(Referring expression data)
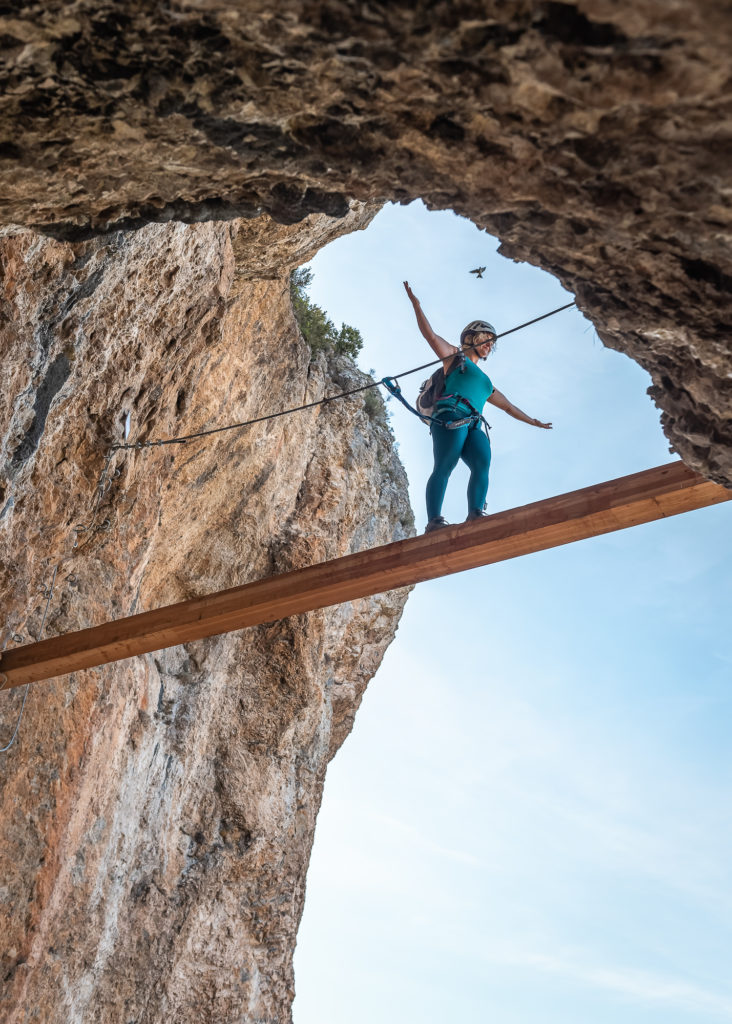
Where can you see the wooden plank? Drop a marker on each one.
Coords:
(629, 501)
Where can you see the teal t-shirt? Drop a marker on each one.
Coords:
(473, 384)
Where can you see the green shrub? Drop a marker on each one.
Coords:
(317, 330)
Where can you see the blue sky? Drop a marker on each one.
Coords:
(537, 826)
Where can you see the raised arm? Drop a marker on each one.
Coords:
(501, 401)
(438, 345)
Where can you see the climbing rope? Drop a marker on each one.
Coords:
(182, 439)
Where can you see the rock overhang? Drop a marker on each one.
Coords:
(588, 136)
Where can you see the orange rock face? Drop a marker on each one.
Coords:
(158, 814)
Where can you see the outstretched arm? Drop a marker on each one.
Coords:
(438, 345)
(501, 401)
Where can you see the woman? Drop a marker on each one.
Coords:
(466, 391)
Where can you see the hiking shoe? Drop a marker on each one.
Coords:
(437, 523)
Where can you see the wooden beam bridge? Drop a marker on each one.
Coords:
(654, 494)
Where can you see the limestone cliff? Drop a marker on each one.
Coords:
(592, 136)
(158, 814)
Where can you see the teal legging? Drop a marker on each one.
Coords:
(469, 443)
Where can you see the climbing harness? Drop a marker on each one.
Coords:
(473, 420)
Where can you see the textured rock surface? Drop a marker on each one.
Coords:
(593, 137)
(158, 814)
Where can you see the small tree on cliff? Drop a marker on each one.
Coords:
(317, 330)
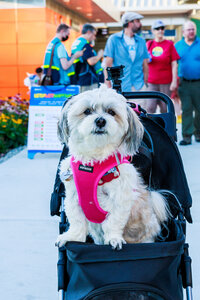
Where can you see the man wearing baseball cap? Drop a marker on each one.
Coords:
(129, 49)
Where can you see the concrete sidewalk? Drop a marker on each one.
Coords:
(28, 255)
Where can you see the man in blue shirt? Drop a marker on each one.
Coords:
(128, 49)
(62, 65)
(88, 67)
(189, 88)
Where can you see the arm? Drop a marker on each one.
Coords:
(173, 84)
(108, 63)
(66, 64)
(145, 70)
(94, 59)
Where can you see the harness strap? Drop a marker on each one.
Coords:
(86, 178)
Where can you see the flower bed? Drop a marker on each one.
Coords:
(13, 123)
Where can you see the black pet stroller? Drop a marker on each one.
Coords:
(151, 271)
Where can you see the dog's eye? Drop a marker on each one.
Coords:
(111, 112)
(87, 112)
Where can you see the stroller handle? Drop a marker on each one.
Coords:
(149, 95)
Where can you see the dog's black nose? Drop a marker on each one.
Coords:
(100, 122)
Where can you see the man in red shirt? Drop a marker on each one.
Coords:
(162, 66)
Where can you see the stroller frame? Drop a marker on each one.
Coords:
(168, 121)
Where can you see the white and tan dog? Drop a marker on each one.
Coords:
(96, 124)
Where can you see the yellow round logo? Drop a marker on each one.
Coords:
(157, 51)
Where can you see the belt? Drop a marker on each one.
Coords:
(190, 80)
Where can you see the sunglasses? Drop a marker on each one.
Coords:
(161, 27)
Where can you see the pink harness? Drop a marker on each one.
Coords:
(86, 178)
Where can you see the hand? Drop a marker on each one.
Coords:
(78, 54)
(100, 53)
(173, 86)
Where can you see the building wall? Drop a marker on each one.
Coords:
(25, 33)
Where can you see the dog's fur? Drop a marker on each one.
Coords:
(134, 213)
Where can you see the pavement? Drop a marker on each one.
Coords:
(28, 268)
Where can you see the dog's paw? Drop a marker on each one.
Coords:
(116, 242)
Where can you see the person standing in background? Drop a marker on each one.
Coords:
(88, 68)
(129, 49)
(189, 86)
(62, 66)
(162, 67)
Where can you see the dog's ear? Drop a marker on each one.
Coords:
(134, 135)
(63, 128)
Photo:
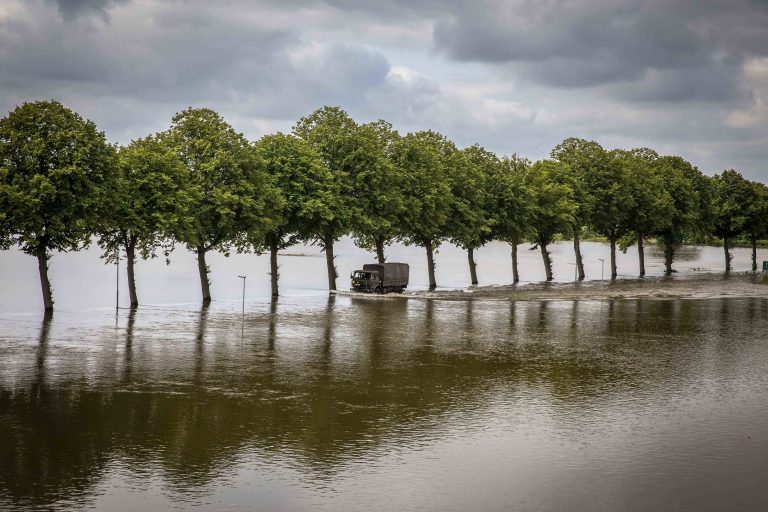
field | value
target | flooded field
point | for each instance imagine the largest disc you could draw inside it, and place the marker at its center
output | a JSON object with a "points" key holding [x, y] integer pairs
{"points": [[602, 397]]}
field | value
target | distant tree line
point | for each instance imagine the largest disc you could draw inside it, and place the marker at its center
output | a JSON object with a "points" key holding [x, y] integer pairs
{"points": [[203, 185]]}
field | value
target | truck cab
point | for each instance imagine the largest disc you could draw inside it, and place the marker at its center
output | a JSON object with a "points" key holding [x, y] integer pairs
{"points": [[365, 281]]}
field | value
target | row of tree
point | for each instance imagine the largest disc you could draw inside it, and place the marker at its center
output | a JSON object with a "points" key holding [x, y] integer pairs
{"points": [[202, 184]]}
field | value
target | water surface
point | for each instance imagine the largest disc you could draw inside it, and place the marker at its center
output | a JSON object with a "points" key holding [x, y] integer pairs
{"points": [[465, 402]]}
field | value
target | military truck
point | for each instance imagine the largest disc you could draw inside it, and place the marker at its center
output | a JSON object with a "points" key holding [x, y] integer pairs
{"points": [[380, 278]]}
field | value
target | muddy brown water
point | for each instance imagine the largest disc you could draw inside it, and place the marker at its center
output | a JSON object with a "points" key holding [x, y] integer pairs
{"points": [[635, 395]]}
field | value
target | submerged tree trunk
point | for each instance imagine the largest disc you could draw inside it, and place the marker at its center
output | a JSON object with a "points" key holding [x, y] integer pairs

> [Exercise objective] Check every line of the data above for the string "teal", and copy those that have it.

> [Result for this task]
Where can you see the teal t-shirt? Drop a marker on each one.
Where can you see the teal legging? Drop a marker on each one.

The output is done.